PASSAGE PROVIDED:
+ + +

Free Zone America: A ZONE or area where spiritual awareness may be pursued FREE of outside or disruptive forces.

 

FZA Archive » Data Collection » Unsorted

Scientology: The German Connection


From: Rob Judd  <judd@alphalink.com.au>
Subject: Scientology: The German Connection
Date: 1999/04/02
Message-ID:  <370449EC.63DC47E1@alphalink.com.au>
Content-Transfer-Encoding: 8bit
Content-Type: text/plain; charset=iso-8859-1
X-Complaints-To: usenet@news.alphalink.com.au
X-Trace: news.alphalink.com.au 923064073 4562 202.164.247.82 (2 Apr 1999 14:41:13 GMT)
Organization: Alphalink
Mime-Version: 1.0
NNTP-Posting-Date: 2 Apr 1999 14:41:13 GMT
Newsgroups: alt.religion.scientology


Scientology: The German Connection

Ref: http://www.freezone.org/e_toc.htm

According to the German FreeZone pages, in 1934 a Dr. A. Nordenholz wrote
"Scientologie: Wissenschaft von der Beschaffenheit und der Tauglichkeit des
Wissens" or "Scientology: Science of the constitution and usefulness of
knowledge", which was published in a limited printing in Munich. A second book,
"Scientology: A system of knowledge and science" was published in 1937.

+ + +

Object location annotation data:

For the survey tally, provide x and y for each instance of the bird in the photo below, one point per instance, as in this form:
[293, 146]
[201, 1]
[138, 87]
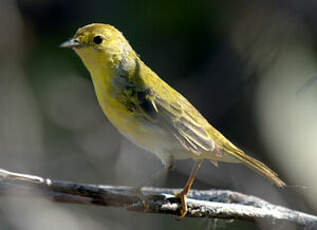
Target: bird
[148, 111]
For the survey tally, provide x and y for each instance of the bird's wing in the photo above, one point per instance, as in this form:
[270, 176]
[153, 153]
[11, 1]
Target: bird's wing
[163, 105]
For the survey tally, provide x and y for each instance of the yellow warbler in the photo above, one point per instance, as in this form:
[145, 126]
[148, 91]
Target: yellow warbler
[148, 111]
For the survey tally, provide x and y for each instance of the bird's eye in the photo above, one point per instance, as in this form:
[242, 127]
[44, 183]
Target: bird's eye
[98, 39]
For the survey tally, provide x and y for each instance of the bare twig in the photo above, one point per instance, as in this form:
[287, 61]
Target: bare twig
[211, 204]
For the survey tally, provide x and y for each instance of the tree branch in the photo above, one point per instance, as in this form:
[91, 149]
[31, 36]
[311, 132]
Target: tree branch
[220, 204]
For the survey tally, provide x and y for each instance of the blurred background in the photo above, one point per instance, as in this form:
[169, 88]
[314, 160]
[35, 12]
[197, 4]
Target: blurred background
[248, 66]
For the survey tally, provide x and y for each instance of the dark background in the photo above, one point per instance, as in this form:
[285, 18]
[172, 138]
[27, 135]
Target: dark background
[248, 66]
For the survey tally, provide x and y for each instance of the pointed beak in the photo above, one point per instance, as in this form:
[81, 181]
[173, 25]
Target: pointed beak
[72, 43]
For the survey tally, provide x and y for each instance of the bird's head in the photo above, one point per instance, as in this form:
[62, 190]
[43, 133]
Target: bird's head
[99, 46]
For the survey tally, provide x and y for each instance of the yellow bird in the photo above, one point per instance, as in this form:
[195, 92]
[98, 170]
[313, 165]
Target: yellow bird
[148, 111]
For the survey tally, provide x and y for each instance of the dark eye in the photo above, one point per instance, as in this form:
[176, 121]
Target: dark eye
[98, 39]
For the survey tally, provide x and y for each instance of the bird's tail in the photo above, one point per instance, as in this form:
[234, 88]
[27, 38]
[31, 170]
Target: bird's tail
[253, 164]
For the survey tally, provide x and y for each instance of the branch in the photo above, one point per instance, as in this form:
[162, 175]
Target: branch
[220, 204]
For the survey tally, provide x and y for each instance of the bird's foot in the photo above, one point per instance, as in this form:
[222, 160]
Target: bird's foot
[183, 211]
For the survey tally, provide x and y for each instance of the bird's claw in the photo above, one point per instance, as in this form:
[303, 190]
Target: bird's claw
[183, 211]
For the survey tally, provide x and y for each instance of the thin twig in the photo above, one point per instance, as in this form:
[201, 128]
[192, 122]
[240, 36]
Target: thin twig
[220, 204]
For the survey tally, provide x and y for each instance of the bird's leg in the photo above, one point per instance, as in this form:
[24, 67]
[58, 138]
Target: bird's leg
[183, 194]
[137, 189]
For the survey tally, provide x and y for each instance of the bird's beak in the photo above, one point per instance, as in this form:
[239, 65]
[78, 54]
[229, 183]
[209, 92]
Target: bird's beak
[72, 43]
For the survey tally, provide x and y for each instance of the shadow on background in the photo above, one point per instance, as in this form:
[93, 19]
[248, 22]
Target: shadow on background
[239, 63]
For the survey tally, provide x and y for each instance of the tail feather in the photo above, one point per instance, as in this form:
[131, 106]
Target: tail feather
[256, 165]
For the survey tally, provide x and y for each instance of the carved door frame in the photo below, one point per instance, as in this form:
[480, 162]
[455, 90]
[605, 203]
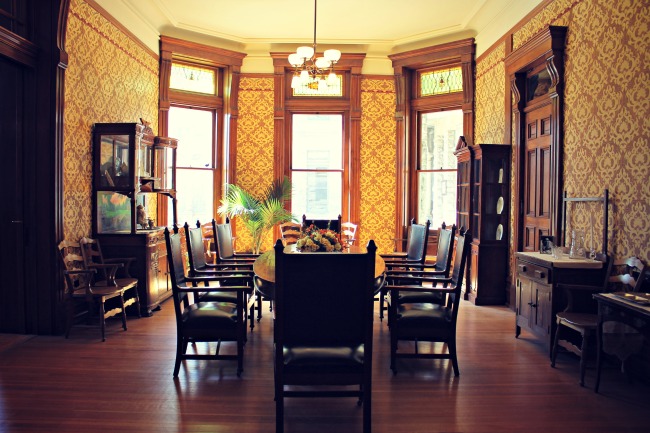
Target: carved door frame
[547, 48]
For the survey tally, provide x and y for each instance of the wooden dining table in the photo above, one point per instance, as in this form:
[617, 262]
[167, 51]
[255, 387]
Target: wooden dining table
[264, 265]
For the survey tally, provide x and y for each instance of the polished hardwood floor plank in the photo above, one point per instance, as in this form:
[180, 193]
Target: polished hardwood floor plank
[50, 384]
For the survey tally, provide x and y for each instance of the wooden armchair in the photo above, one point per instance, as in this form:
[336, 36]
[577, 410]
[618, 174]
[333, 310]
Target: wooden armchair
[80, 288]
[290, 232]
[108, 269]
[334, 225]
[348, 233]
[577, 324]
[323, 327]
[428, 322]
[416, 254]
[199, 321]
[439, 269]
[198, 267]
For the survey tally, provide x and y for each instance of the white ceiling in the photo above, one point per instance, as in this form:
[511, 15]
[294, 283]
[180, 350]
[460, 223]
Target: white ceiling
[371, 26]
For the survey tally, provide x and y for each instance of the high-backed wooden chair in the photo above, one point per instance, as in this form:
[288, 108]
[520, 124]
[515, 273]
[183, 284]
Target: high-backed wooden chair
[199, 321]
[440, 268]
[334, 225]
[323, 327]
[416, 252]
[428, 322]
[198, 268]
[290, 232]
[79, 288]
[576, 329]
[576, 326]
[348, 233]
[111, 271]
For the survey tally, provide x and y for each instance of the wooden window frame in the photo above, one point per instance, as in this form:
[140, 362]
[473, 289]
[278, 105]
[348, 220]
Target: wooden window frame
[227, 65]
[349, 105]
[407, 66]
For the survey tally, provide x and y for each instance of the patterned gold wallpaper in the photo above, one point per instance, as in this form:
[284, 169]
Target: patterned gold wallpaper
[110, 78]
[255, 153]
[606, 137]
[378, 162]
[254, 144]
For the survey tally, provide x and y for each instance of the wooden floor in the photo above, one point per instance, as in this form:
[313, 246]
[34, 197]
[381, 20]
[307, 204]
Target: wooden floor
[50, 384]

+ + +

OBJECTIVE: List every title in the newsgroup post that appears inside quotation marks. The items are separate from the newsgroup post and have no link to it.

EXPECTED OUTPUT:
- "Scientologie: Wissenschaft von der Beschaffenheit und der Tauglichkeit des Wissens"
- "Scientology: Science of the constitution and usefulness of knowledge"
- "Scientology: A system of knowledge and science"